2.3.1 FMA Instruction Operand Order and Arithmetic Behavior

FMA instruction mnemonics are defined explicitly with an ordered three digits, e.g. VFMADD132PD. The value of each digit refer to the ordering of the three source operand as defined by instruction encoding specification (see Table 4-37):

- 1: The first source operand (also the destination operand) in the syntactical order listed in this specification.
- 2: The second source operand in the syntactical order. This is a YMM/XMM register, encoded using VEX prefix.
- 3: The third source operand in the syntactical order. The first and third operand are encoded following ModR/M encoding rules.

The ordering of each digit within the mnemonic refers to the floating-point data listed on the right-hand side of the arithmetic equation of each FMA operation (see Table 2-2):

- The first position in the three digit ordering of a FMA mnemonic refers to the first FP data expressed in the arithmetic equation of FMA operation, the multiplicand.
- The second position in the three digit FMA mnemonic refers to the second FP data expressed in the arithmetic equation of FMA operation, the multiplier.
- The third position in the three digit FMA mnemonic refers to the FP data being added/subtracted to the multiplication result.
::::
• _JOBS_:
(a) In the FMA operand order text, which source operand is encoded using the VEX prefix?
(b) Please resume the FMA operand order text after its final sentence.

Object location annotation data
::::
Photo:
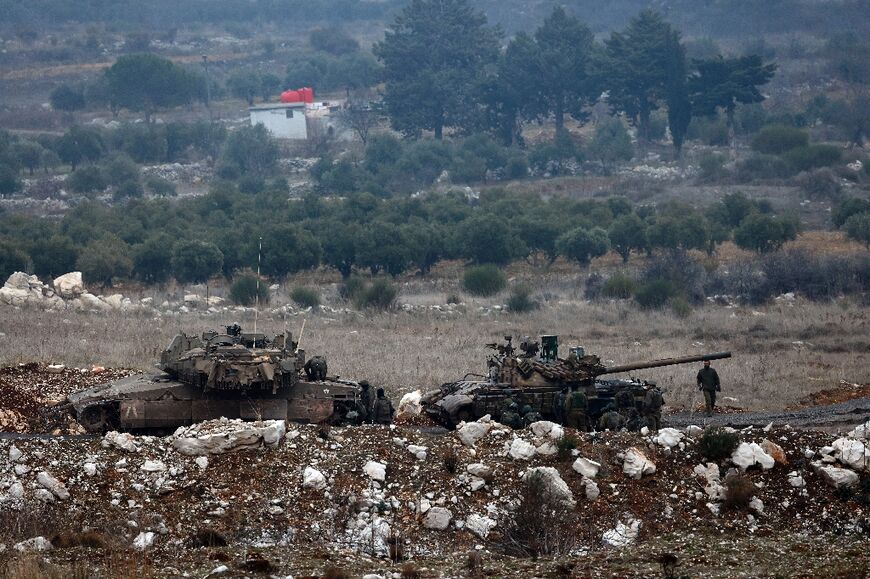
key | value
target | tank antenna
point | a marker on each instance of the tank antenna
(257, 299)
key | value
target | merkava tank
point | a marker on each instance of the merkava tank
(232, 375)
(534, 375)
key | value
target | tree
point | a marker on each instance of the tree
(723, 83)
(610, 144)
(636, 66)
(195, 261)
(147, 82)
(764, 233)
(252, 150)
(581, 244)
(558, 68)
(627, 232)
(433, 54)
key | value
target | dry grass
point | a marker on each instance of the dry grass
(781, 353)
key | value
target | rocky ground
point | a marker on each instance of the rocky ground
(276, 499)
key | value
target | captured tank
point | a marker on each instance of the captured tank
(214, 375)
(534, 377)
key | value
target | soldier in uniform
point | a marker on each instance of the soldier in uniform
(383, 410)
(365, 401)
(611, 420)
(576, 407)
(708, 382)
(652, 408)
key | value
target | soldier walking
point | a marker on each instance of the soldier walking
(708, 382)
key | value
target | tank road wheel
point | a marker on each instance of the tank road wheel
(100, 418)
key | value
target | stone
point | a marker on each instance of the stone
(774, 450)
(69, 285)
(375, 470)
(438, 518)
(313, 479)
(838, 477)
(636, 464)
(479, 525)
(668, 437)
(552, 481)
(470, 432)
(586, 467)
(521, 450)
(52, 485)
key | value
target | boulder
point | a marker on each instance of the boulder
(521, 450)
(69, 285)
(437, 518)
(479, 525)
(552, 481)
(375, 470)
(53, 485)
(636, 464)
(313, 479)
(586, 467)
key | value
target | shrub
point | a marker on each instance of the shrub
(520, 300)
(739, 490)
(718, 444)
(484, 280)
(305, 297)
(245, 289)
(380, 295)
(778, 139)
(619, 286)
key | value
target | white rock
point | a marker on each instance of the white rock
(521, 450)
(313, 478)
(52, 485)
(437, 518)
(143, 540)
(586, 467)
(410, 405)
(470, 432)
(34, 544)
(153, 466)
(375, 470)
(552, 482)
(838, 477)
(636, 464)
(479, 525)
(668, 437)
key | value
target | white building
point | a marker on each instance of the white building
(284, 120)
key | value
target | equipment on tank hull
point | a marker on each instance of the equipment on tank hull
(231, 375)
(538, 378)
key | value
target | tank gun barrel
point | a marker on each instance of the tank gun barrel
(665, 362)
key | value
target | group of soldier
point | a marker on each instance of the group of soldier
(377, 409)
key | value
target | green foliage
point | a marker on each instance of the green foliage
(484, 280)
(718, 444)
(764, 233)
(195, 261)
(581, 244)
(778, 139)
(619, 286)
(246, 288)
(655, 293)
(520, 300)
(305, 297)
::::
• _SET OF ANSWERS_:
(a) The second source operand, a YMM/XMM register.

(b)
Note non-numerical result of an FMA operation do not resemble the mathematically-defined commutative property between the multiplicand and the multiplier values (see Table 2-2). Consequently, software tools (such as an assembler) may support a complementary set of FMA mnemonics for each FMA instruction for ease of programming to take advantage of the mathematical property of commutative multiplications. For example, an assembler may optionally support the complementary mnemonic "VFMADD312PD" in addition to the true mnemonic "VFMADD132PD". The assembler will generate the same instruction opcode sequence corresponding to VFMADD132PD. The processor executes VFMADD132PD and report any NAN conditions based on the definition of VFMADD132PD. Similarly, if the complementary mnemonic VFMADD123PD is supported by an assembler at source level, it must generate the opcode sequence corresponding to VFMADD213PD; the complementary mnemonic VFMADD321PD must produce the opcode sequence defined by VFMADD231PD. In the absence of FMA operations reporting a NAN result, the numerical results of using either mnemonic with an assembler supporting both mnemonics will match the behavior defined in Table 2-2. Support for the complementary FMA mnemonics by software tools is optional.

2.4 ACCESSING YMM REGISTERS

The lower 128 bits of a YMM register is aliased to the corresponding XMM register. Legacy SSE instructions (i.e. SIMD instructions operating on XMM state but not using the VEX prefix, also referred to non-VEX encoded SIMD instructions) will not access
the upper bits (255:128) of the YMM registers. AVX and FMA instructions with a VEX prefix and vector length of 128-bits zeroes the upper 128 bits of the YMM register. See Chapter 2, "Programming Considerations with 128-bit SIMD Instructions" for more details.

Upper bits of YMM registers (255:128) can be read and written by many instructions with a VEX.256 prefix.

XSAVE and XRSTOR may be used to save and restore the upper bits of the YMM registers.

### 2.5 MEMORY ALIGNMENT

Memory alignment requirements on VEX-encoded instruction differs from non-VEX-encoded instructions. Memory alignment applies to non-VEX-encoded SIMD instructions in three categories:

- Explicitly-aligned SIMD load and store instructions accessing 16 bytes of memory (e.g. MOVAPD, MOVAPS, MOVDQA, etc.). These instructions always require memory address to be aligned on 16-byte boundary.
- Explicitly-unaligned SIMD load and store instructions accessing 16 bytes or less of data from memory (e.g. MOVUPD, MOVUPS, MOVDQU, MOVQ, MOVD, etc.). These instructions do not require memory address to be aligned on 16-byte boundary.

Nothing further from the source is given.